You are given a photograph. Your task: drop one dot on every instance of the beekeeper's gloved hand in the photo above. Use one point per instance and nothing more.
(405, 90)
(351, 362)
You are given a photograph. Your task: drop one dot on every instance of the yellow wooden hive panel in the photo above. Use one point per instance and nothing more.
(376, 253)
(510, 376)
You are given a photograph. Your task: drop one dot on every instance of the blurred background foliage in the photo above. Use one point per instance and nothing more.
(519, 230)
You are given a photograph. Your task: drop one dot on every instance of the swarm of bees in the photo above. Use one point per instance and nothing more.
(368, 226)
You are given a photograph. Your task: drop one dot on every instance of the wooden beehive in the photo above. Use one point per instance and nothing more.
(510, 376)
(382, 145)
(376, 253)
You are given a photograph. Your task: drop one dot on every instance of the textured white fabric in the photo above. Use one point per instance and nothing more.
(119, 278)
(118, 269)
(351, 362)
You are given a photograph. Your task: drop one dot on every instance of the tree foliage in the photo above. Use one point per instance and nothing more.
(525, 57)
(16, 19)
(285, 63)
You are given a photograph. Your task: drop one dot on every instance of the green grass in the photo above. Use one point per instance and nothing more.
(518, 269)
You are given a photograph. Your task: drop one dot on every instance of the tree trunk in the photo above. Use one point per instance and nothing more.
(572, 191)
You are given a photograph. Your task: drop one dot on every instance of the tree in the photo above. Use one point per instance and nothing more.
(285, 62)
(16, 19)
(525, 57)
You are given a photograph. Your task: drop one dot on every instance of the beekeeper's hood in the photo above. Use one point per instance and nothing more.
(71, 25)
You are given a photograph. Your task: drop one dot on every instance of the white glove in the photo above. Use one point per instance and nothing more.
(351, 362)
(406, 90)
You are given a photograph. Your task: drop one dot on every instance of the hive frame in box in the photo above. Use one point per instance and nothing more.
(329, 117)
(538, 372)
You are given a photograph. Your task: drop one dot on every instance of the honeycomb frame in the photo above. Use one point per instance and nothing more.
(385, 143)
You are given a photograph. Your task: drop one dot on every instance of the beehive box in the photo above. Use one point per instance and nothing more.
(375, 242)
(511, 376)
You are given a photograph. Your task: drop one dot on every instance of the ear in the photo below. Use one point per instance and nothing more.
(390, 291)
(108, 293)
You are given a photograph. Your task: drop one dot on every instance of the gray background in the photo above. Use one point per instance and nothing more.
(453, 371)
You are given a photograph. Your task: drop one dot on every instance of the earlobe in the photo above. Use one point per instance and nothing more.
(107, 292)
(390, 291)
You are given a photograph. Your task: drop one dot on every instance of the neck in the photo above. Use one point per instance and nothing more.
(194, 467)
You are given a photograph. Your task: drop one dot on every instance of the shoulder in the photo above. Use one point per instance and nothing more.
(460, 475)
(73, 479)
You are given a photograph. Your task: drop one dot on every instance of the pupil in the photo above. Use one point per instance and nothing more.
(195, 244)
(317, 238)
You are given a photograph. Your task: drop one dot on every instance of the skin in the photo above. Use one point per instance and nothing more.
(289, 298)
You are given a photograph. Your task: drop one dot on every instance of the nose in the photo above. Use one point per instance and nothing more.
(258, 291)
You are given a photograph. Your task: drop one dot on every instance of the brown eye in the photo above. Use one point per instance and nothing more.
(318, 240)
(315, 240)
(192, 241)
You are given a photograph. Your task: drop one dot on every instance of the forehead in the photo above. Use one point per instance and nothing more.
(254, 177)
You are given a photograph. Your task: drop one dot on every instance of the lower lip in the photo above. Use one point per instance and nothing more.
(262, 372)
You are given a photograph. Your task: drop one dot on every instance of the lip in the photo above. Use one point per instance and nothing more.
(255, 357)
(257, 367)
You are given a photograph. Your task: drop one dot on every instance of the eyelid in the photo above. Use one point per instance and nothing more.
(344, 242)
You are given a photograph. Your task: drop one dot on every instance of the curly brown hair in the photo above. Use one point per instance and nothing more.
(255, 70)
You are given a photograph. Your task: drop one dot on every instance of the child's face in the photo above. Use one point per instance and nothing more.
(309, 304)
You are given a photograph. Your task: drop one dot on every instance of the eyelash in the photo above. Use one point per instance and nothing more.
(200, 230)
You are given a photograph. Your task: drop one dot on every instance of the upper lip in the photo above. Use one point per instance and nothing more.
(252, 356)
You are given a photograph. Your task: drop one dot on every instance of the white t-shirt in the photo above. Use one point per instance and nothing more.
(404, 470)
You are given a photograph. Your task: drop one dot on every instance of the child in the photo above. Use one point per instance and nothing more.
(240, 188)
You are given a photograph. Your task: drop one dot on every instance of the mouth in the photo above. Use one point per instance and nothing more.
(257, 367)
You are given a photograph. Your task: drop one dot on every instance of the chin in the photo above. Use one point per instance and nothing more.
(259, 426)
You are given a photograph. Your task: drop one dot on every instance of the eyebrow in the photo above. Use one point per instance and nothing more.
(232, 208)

Your task >> The material must be reproduced word for word.

Answer to this problem >>
You are given a photograph. Your task: drop one dot on every instance of the beekeeper's gloved hand in the photo above. Use one point per instance and nothing more.
(405, 90)
(351, 362)
You are given a photograph. Your task: drop one dot on every instance of the yellow wooden hive panel in the photo above. Use one point per instance and nothing more.
(376, 253)
(510, 376)
You are given a photograph. Your task: drop one dot on every instance of the blurred background foliage in the photo above. Use one point per instance and nothing more.
(519, 230)
You are given a photograph. Your task: drop one dot on every instance of the swarm of bees in the photo above. Use one point per instance and nothing more.
(368, 226)
You are given a photograph. Your task: drop one dot on every instance of the wooden beehive in the photo above. Use one point per instance and nothing more.
(510, 376)
(382, 145)
(376, 253)
You are given a photograph. Your task: drop one dot on every instance of the textured white fabric in the photo above. Use one point per instance and nothing more.
(119, 278)
(118, 269)
(351, 362)
You are given a photograph. Your task: drop one dot on every instance of the tree foliage in the photo above. Use one point per instance and nothing more.
(525, 57)
(16, 19)
(285, 63)
You are given a photograph. Your task: drop one dot on every instance of the green grass in the photo above. Use one point per instance and nothing more.
(518, 269)
You are given a photograph. Your task: drop one dot on every instance of the tree trunk in the photo above. Use one point per instance and nothing more.
(572, 191)
You are given a photograph. Your task: drop one dot on every instance of the tree in the photo above. Use one point per instance and nothing more.
(285, 62)
(16, 19)
(525, 57)
You are given a photograph. Your task: drop one dot on every instance of the beekeeper's hood in the photo above. Use one point per instance and nothing more.
(71, 25)
You are given a photograph. Your task: drop one dot on every instance of the white glove in the photo above. Use one point per instance and nothing more.
(351, 362)
(406, 90)
You are given a photograph. Your task: drop one dot on every instance of the hive frame in box in the photo above. Use one point per instance and nothing more.
(329, 117)
(538, 372)
You are given a photograph. Your task: drop one dot on every instance of the honeycomb frame in the photo above. Use one point per instance and nothing more.
(385, 143)
You are given a photograph. Your task: drop one dot on every instance of the beehive box in the photo above. Use one point per instance and nothing more.
(375, 242)
(511, 376)
You are given a photograph. Your task: drop one dot on every instance of the ear in the photo below. Use one point per instance and nothing more.
(390, 291)
(108, 293)
You are given a photograph. Your task: drop one dot on every instance of the gray background in the photo above. Use one point per instance and nothing more.
(453, 371)
You are given a photograph. Your task: drop one dot on every instance of the earlobe in the photo above. Use one point per instance and nothing more.
(107, 292)
(390, 291)
You are given a photograph. Your task: drop one dot on every instance of the neck in the photo above. Use one point per instance and nothing more.
(194, 467)
You are given a photograph. Your task: drop one dot on every instance of the shoulder in the photo above. Use one point per instance and nothing more.
(460, 475)
(73, 479)
You are given a photograph. Your task: drop one dot on every instance of the pupil in the photo above. Use one point per instance and nothing more.
(195, 244)
(317, 238)
You are given a photograph. Your task: drop one dot on every instance of the skin in the photo above. Use one point per instance and nothing more.
(289, 298)
You are given a photograph. Your task: drop one dot on every instance of the nose in the photo above. Use one point per instance and nothing more.
(258, 291)
You are given a photograph. Your task: drop one dot on every instance of the brown eye in the photo above. Use one point per instance and nothing more.
(318, 240)
(315, 240)
(192, 241)
You are given a photograph. Your task: drop one dot on every instance of the forehead in the photo above. Use one point per instance and nothing more.
(254, 177)
You are given a photograph. Your task: drop one dot on every instance of the lower lip in the photo above. Use one point per instance and nothing more.
(262, 372)
You are given a photograph. Your task: drop one dot on every instance of the lip in the photo above. Use one point per instance and nothing more.
(255, 357)
(257, 367)
You are given a photograph. Your task: drop one dot on every instance of the eyelid in the photo above. Use one point per instance and nothing more.
(344, 242)
You are given a photograph. Your task: drop one dot on every instance of the curly brown hair in the photo above. Use one point per instance and nothing more.
(255, 70)
You are given a photograph. Your task: drop one dot on every instance of the child's face in the photo above. Use one point per instance and nothing more.
(309, 304)
You are given a photograph. Your task: drop one dot on every instance of the eyelash in the photo above. Use one point per instance and nothing more.
(200, 230)
You are given a photograph. Your task: drop one dot on every instance of the upper lip in the photo above. Use one point per instance and nothing more.
(252, 356)
You are given a photograph. Your task: drop one dot on every instance of the white t-shirt in the photo above. Use one point per instance and nothing more.
(404, 470)
You are given a photograph. Your task: drop one dot on every instance of the child in the photo above. Use one point per instance and nothing more.
(240, 188)
You are given a photograph. Your task: drop one dot on every instance of the mouth in the photo above. Use one point per instance and nothing more.
(257, 367)
You are given a photograph. Your task: drop one dot on every instance of the chin in the photo above. Use one point per instance and nothing more.
(259, 426)
You are given a photograph. Your task: drop one dot on every instance of the eyebrow in the photo above. Use one point per instance and nothing more.
(232, 208)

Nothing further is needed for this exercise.